==== The records ====

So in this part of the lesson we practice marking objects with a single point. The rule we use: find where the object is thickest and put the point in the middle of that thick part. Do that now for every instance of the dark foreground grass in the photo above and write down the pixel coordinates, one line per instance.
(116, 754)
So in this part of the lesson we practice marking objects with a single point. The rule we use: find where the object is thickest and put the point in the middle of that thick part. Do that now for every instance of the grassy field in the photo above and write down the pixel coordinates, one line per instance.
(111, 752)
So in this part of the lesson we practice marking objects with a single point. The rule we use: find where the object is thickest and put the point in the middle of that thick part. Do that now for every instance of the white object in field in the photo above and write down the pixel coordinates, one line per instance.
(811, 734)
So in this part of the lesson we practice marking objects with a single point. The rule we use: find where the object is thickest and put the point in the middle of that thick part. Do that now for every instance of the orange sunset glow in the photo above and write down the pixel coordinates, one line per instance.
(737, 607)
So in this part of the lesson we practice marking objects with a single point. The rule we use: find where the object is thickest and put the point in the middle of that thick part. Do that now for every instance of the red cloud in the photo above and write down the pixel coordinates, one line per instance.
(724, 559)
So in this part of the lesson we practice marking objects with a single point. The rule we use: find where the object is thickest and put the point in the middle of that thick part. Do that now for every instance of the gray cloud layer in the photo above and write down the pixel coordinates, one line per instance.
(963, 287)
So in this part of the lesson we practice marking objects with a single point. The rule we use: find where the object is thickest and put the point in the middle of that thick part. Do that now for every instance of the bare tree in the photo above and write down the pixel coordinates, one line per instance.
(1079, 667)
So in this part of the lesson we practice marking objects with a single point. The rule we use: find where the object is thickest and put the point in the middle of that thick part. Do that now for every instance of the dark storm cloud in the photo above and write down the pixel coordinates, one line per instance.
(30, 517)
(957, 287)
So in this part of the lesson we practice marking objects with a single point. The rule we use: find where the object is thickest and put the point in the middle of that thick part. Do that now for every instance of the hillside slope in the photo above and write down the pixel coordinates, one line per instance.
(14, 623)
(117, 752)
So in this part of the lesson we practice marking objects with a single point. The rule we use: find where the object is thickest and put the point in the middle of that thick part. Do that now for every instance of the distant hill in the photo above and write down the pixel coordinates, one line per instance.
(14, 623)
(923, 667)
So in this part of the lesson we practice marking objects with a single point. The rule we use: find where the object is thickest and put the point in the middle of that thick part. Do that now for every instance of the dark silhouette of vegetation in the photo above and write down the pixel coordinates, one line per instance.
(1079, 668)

====

Task to carry out
Output the lines from the one containing "the dark silhouette" through the last line, inclusive, as a Markdown table with the columns Row and Line, omitting any blank lines.

Response
| Row | Line |
|---|---|
| 1 | So in this part of the lesson we practice marking objects with a single point. The rule we use: find where the object is thickest and put the point in the middle of that thick part. Do that now for every instance of the dark silhouette of vegetation in the photo above and write down the pixel coordinates, one line per instance. |
| 2 | (1079, 668) |